# Your instructions:
What is needed is an exact copy of all the entries.

Raw data section start

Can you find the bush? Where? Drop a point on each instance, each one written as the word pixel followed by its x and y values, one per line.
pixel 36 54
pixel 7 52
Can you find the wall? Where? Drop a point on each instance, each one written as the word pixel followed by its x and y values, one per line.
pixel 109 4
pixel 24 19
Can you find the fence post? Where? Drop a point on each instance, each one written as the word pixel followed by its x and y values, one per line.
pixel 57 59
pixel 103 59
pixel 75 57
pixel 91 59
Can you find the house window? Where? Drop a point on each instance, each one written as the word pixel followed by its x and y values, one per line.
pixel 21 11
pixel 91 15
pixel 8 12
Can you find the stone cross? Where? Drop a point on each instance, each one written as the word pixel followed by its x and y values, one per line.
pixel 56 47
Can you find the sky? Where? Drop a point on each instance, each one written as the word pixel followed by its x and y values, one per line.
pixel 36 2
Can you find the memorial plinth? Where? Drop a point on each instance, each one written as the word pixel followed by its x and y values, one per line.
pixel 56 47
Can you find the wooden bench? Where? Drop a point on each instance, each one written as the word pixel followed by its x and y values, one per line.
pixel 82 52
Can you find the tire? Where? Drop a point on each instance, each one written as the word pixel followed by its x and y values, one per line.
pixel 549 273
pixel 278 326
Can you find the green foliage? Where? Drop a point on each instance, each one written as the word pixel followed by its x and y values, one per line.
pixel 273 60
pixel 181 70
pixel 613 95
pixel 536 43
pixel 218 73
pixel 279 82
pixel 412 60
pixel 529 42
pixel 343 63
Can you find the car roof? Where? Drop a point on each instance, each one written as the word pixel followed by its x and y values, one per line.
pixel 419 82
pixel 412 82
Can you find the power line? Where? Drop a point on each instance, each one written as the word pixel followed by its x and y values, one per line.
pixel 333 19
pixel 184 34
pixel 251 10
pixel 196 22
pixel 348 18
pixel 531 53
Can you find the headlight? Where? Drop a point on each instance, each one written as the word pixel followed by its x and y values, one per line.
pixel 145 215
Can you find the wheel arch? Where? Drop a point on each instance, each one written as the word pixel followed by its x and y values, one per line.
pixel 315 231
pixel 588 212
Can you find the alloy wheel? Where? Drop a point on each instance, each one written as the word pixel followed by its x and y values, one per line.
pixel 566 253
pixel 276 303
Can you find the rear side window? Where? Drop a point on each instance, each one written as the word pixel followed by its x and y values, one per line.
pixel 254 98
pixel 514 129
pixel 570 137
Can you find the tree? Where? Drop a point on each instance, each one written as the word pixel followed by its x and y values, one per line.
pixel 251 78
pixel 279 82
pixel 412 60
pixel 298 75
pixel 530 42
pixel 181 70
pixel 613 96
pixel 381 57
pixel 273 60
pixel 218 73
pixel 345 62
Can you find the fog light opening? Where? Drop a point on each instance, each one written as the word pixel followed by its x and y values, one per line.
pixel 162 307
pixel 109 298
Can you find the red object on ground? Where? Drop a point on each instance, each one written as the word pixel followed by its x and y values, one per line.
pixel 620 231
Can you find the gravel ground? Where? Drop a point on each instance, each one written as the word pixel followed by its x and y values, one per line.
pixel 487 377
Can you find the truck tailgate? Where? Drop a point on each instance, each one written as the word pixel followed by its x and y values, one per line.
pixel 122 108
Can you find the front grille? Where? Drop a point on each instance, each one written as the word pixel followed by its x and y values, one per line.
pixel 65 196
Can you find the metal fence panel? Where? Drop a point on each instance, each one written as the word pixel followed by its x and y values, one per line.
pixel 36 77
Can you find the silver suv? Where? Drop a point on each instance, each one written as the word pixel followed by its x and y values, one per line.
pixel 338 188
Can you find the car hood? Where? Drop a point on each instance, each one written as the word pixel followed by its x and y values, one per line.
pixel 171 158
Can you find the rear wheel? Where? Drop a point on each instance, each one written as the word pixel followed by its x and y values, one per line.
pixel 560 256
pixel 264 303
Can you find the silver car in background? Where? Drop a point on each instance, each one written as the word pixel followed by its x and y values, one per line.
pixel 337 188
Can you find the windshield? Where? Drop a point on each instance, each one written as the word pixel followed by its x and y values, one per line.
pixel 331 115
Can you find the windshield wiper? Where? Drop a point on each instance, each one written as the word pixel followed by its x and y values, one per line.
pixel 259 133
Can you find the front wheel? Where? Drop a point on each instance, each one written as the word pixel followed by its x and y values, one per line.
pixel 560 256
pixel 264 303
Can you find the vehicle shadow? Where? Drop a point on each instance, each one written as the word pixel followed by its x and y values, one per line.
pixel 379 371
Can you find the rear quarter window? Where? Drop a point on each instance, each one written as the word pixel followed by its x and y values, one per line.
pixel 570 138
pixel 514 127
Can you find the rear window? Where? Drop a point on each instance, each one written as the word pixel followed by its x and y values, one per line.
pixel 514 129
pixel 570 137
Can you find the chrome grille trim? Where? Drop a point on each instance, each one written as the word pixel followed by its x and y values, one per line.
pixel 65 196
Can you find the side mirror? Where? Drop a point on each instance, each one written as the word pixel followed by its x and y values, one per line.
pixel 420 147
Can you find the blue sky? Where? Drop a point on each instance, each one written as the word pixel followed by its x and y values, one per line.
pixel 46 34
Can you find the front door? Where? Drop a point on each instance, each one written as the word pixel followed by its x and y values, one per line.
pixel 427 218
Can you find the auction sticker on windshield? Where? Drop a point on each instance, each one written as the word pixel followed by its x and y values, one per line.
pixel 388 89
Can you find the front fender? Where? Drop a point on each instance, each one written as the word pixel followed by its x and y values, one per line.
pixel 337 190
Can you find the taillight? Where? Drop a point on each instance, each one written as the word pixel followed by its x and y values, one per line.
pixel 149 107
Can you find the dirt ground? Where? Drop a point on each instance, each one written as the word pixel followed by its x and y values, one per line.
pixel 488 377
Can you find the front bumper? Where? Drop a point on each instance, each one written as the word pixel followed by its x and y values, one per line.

Raw data section end

# Result:
Can you find the bush? Where? Drop a point on each instance, each one written as the word pixel followed by its x and y values, one per line.
pixel 36 54
pixel 7 52
Can you find the wall? Where? Drop a point on each instance, each one written as the word pixel followed by its x and y values, one per line.
pixel 109 4
pixel 24 19
Can you find the fence post? Where? Drop a point on each instance, each one written as the word pixel followed by its x and y values, one per line.
pixel 57 59
pixel 103 59
pixel 75 57
pixel 91 59
Can you find the house window? Where? Drop a point on each instance, each one written as the word pixel followed by its x and y values, one per line.
pixel 21 11
pixel 91 15
pixel 8 12
Can you find the stone cross? Where? Drop a point on each instance, each one written as the word pixel followed by its x and y values, one per line.
pixel 56 47
Can you find the sky? Where? Drop a point on each instance, each one written as the word pixel followed by its x and y values, one per line.
pixel 36 2
Can you find the memorial plinth? Where? Drop a point on each instance, each one written as the word pixel followed by its x and y values, one per line.
pixel 56 47
Can you find the wooden bench? Where? Drop a point on each instance, each one written as the word pixel followed by its x and y values, one per line.
pixel 82 52
Can you find the tire? Where? Drop a point on each instance, each one written as the word pixel followed by its x and y values, one per line.
pixel 549 273
pixel 278 326
Can you find the green foliage? Where? Drop a point on each instance, each one written as the word pixel followed by its x and y values, one per line.
pixel 273 60
pixel 181 70
pixel 613 95
pixel 536 43
pixel 218 73
pixel 279 82
pixel 412 60
pixel 529 42
pixel 343 63
Can you find the car roof? Where? Drop a point on each instance, each one written as the word pixel followed by its x and y values, one per line.
pixel 419 82
pixel 412 82
Can you find the power line? Where? Drop a point on each instance, each one written as the word pixel followed by its x and y values, one per line.
pixel 333 19
pixel 184 34
pixel 251 10
pixel 196 22
pixel 348 18
pixel 531 53
Can you find the headlight? Where? Drop a point on each instance, each one written as the word pixel followed by its x and y values, one per line.
pixel 145 215
Can you find the wheel arch? Where? Drop a point on each instance, each one written as the word pixel followed by its x and y values, one per line.
pixel 315 231
pixel 588 212
Can you find the alloy wheel? Where? Drop a point on each instance, each one written as the word pixel followed by its x and y values, one per line.
pixel 566 253
pixel 276 303
Can you find the rear side window? Where? Drop a point on each instance, each one written as the word pixel followed by its x and y values, one per line.
pixel 254 98
pixel 514 129
pixel 570 137
Can you find the tree? Where? Drop a point on each instance, each one written as the word pixel followed by its x and y values, one per line.
pixel 251 78
pixel 279 82
pixel 412 60
pixel 298 75
pixel 530 42
pixel 181 70
pixel 613 96
pixel 381 57
pixel 273 60
pixel 218 73
pixel 345 62
Can you find the fog light opening? Where? Drop a point on each instance, each one written as the word pixel followed by its x and y values, one per line.
pixel 162 307
pixel 109 298
Can you find the red object on ground? Where? Drop a point on each instance, each one written as the word pixel followed by its x and y values, one per line.
pixel 620 231
Can you find the gravel ground? Where? Drop a point on each instance, each one written as the word pixel followed by its x and y values, one per line.
pixel 487 377
Can you find the truck tailgate? Where? Drop a point on each instance, each one written as the word pixel followed by its x and y values, one per line.
pixel 122 108
Can you find the front grille? Where? Drop a point on each instance, each one written as the word pixel followed by its x and y values, one per line.
pixel 65 196
Can you find the metal fence panel? Where? Drop a point on each instance, each one written as the word pixel followed by its x and y values, one per line.
pixel 36 77
Can you find the silver suv? Where? Drop a point on each instance, each one written as the word pixel followed by its x and y values, one per line.
pixel 338 188
Can you find the car hood? Where? Drop a point on each instance, each one written as the word pixel followed by its x and y values, one per line.
pixel 171 158
Can you find the rear wheel? Where? Drop a point on each instance, each one written as the word pixel followed by its x and y values, one per line.
pixel 560 256
pixel 264 303
Can you find the silver car in background? Where? Drop a point on each instance, each one written as the word pixel followed by its x and y values, one per line.
pixel 337 188
Can you find the windshield? Where? Drop a point on each instance, each one written as the word pixel followed by its x and y values, one per line.
pixel 331 115
Can you find the windshield wiper? Where? Drop a point on each instance, each one written as the word pixel followed by its x and y values, one per line.
pixel 259 133
Can you find the front wheel? Where? Drop a point on each instance, each one written as the word pixel followed by its x and y values, one per line.
pixel 560 256
pixel 264 303
Can you find the vehicle shadow? Where? Drop a point on each instance, each one written as the word pixel followed by its x and y values, one per line.
pixel 379 371
Can you find the rear quarter window? Where? Drop a point on each instance, each one written as the word pixel followed by its x and y values, one per line.
pixel 570 138
pixel 514 127
Can you find the rear window? Where? Drop a point on each instance, each one written as the word pixel followed by its x and y values, one per line.
pixel 514 129
pixel 570 137
Can you find the chrome grille trim? Where? Drop a point on each instance, each one written as the word pixel followed by its x and y values, one per line.
pixel 65 196
Can you find the side mirror? Where? Drop a point on each instance, each one written as the word pixel followed by its x and y values, one per line.
pixel 420 147
Can you find the blue sky? Where? Drop a point on each instance, each one written as the word pixel followed by its x and y values, one per line.
pixel 46 34
Can you find the front door? Where? Drop a point on each instance, each one written as the word pixel followed by its x and y values, one per line.
pixel 427 218
Can you find the auction sticker on windshield? Where? Drop a point on each instance, each one written as the word pixel followed by its x and y values, one per line.
pixel 388 89
Can you find the front fender? Where? Drop a point on each instance, each one written as the word pixel followed by its x and y values, one per line.
pixel 337 190
Can you find the taillight? Where? Drop a point on each instance, each one written as the word pixel followed by its x and y values, one per line.
pixel 149 107
Can you find the dirt ground? Where? Drop a point on each instance, each one written as the word pixel followed by its x and y values, one per line.
pixel 488 377
Can you find the front bumper? Where? Drop a point on each instance, each one written as the word pixel followed by its x and y values, one per line.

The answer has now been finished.